Text excerpt:
## begin
# battery want stay charged



## H2H1 (Jun 18, 2008)

I need help and advice. I put in a new battery back in Dec 07andhave gone out to AZ and back no problem. When we went to Fl no problem except that it would not start when we decided to come home. I have put on the charger and charged it up, next day it dead again, carried it to Walmart and had them to check for a bad cell, no bad cell they charged it for over an hour, next day dead. So what is killing my battery? I have been told it was my alternator can this be true? I have gone thru the MH and checked all power switches and nothing is on. Thanks


----------



## DL Rupper (Jun 18, 2008)

Re: battery want stay charged

Hey hollis, are you driving the motorhome all day and then it goes dead the next day?  If so, it could be the alternator.  However, if you are parked all day and night and it goes dead then it's probably not your alternator.


----------



## C Nash (Jun 18, 2008)

Re: battery want stay charged

Hollis, try removing the negetive batt cable overnight.  If the batt is not dead the next day you have a drainage problem. You will also see a small spark if you lightly touch the cable to the post but be careful batteries can explode.  If its a drain have fun.  really need a meter to ck for the drain and then start disconnecting each circuit on the batt.  Diode can be bad in the alt and cause a drain but the output should be low.  Have you ck the alt output?


----------



## ARCHER (Jun 18, 2008)

Re: battery want stay charged

Hey Hollis,
I had the same issue a few years ago.  It was a drain on the battery (small light that I just could not see that caused the drain).  Made sure the light stayed out and no more problem. Walmart replaced the battery so I was happy about that, but your just gonna have to do some searching like Chelse said.


----------



## H2H1 (Jun 18, 2008)
## end
Extracted information:
## begin
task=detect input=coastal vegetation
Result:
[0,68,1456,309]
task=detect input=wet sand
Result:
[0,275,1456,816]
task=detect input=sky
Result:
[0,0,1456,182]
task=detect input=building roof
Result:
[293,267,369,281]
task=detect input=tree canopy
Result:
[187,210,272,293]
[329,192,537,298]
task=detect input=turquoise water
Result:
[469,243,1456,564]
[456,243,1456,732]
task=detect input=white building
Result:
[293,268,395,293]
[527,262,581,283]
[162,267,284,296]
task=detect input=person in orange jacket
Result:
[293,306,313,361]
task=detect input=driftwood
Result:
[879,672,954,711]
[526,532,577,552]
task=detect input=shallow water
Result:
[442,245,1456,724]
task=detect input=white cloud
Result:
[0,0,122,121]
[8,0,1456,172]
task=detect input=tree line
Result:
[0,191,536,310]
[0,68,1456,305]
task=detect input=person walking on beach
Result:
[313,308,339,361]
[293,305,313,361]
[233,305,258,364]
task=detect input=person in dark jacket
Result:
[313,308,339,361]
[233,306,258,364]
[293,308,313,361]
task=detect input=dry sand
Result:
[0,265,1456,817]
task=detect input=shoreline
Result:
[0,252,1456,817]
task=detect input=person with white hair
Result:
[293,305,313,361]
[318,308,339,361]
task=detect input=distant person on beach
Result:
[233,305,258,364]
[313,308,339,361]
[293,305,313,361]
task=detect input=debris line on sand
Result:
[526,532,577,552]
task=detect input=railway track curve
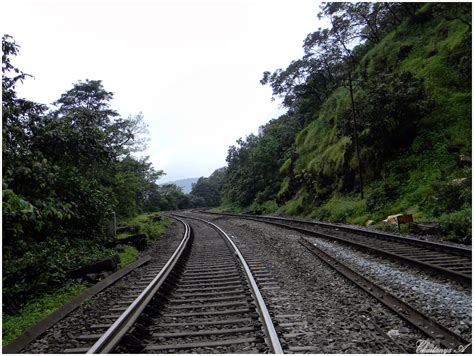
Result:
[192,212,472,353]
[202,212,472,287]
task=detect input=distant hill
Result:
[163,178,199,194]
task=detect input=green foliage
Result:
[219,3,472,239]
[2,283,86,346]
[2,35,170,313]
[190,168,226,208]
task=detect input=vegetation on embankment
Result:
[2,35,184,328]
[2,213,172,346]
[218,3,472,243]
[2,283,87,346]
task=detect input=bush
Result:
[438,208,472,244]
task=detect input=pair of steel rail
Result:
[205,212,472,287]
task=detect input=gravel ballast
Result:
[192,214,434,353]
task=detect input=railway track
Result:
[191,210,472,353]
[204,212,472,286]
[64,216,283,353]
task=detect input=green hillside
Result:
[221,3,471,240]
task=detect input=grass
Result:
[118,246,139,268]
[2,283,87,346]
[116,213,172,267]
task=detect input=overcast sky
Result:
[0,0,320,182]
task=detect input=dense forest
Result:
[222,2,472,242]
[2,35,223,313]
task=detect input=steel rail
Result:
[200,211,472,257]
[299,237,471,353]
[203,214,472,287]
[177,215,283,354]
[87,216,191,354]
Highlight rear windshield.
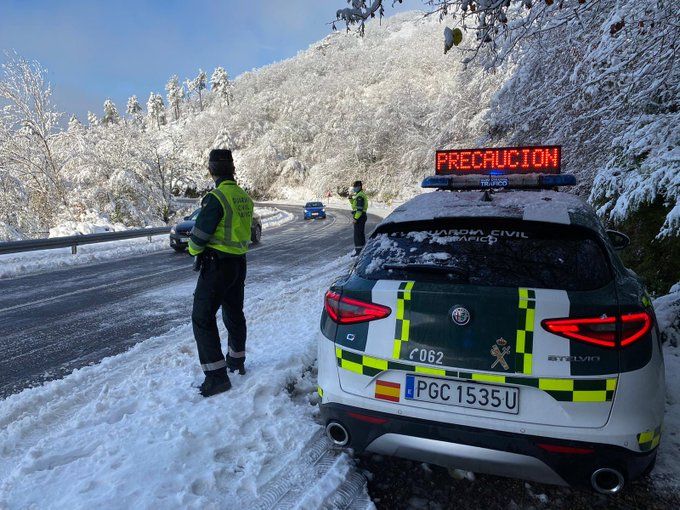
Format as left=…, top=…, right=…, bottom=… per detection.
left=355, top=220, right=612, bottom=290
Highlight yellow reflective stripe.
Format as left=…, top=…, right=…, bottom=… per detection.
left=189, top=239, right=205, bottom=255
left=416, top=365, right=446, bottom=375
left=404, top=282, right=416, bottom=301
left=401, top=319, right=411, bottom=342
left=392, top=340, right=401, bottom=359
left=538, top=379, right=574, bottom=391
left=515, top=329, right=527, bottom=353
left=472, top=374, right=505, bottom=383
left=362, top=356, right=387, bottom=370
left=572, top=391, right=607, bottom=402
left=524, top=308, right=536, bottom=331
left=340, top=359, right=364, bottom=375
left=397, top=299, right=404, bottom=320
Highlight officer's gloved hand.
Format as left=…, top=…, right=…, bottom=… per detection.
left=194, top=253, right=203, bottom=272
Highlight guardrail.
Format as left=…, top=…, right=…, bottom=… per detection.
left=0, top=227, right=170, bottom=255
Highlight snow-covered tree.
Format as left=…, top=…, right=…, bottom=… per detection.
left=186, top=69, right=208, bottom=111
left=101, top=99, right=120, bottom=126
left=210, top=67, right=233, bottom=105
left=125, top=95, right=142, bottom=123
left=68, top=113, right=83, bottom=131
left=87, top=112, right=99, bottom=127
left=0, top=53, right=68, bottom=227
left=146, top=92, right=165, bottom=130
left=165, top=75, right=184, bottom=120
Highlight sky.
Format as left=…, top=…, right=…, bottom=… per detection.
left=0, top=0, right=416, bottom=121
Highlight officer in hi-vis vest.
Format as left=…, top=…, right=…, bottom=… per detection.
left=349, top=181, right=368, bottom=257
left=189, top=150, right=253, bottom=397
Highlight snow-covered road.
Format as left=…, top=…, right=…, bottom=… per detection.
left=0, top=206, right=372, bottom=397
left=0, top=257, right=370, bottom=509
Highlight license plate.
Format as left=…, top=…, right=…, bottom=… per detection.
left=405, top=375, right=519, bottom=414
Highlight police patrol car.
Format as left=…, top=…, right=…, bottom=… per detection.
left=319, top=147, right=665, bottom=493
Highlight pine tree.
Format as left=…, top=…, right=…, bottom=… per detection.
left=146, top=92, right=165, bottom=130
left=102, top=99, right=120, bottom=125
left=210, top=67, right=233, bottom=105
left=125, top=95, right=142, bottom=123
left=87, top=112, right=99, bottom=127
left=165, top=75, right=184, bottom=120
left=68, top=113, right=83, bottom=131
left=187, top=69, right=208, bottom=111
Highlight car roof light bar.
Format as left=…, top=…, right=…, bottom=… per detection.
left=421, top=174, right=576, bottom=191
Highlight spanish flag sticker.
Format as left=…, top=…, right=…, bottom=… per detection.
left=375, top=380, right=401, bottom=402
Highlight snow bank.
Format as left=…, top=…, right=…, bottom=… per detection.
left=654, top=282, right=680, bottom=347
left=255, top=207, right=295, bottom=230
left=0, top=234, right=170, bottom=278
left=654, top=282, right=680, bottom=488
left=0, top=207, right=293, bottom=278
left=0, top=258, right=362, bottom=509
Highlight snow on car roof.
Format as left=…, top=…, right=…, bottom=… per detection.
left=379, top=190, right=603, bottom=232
## end
Task list:
- 1) In the motorhome battery thread, what does C Nash suggest removing overnight to check for a drain?
- 2) Extend the motorhome battery thread from the point where it stops.
The lines have no connection to the motorhome battery thread.

In response:
- 1) The negative battery cable.

- 2)
Re: battery want stay charged

THANK EVERYBODY, well today after lunch I went out and tried to start it up. it started,  I killed the main battery switch in the cabinet yesterday, did this have any effect on the drainage?? I think I will try it again in the morning and if it starts I will turn the main battery disconnect switch back on and see what happen. Nash I will try your suggestion later after I see what happen after I SWITCH the main disconnect batt back


----------



## ARCHER (Jun 18, 2008)

Re: battery want stay charged

Hollis,  I have an older Winn Chieftain and it has a aux battery switch on the dash for running the twelve volt system, etc., while parked but will automatically come on when I start the engine.  I also have a switch on the dash that shows main, dual, and a flash like I can use when the main battery fails (it uses the aux batteries to start the engine if needed).  I leave the switch on main until after it starts then I switch it over to dual so that the aux batteries get charged while I am driving.  I would think that if your just killing the main battery disconnect switch all your doing is like disconnecting the hot wire on the battery terminal.  That switch should not be the drain cause on the battery.  I would think it has to be something else that is draining your battery.  Just my thoughts.


----------



## H2H1 (Jun 18, 2008)

Re: battery want stay charged

thanks Archer, I just grabbing for straws here asking and finding out things I don't know


----------



## H2H1 (Jun 23, 2008)

Re: battery want stay charged

I think I found the problem, bad light in one of the basement compartment. It wasn't working with the switch on replaced the bulb still would not work. I took it off line by unplugging it and the battery stayed charged. Now al I got to do is find a replacement for it. total new light kit.


----------



## kellyx4 (Jun 23, 2008)

RE: battery want stay charged

Had the same problem a couple years back with a truck. Turned out to be the switch on the underhood light was bad and the light was staying on all the time. The way it was made you could not see the light was on when the hood was closed through the grill.


----------



## ARCHER (Jun 23, 2008)

Re: battery want stay charged

Hollis, glad ya found the problem.


----------



## Guest (Jun 23, 2008)

Re: battery want stay charged

See i told u all Hollis was an rv tech    :laugh:  :laugh:  :laugh:  :laugh:  :evil:


----------



## C Nash (Jun 23, 2008)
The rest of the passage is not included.